┌──

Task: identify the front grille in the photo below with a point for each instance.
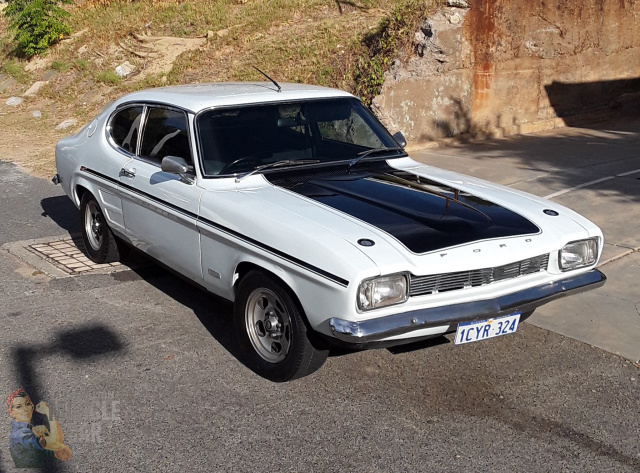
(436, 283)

└──
┌──

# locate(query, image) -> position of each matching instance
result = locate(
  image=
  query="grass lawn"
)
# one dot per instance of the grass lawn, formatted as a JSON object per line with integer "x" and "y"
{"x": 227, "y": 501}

└──

Task prompt -> What lines in the data hold the word "image"? Return them.

Task result ->
# locate(query, image) -> position of each matching instance
  image=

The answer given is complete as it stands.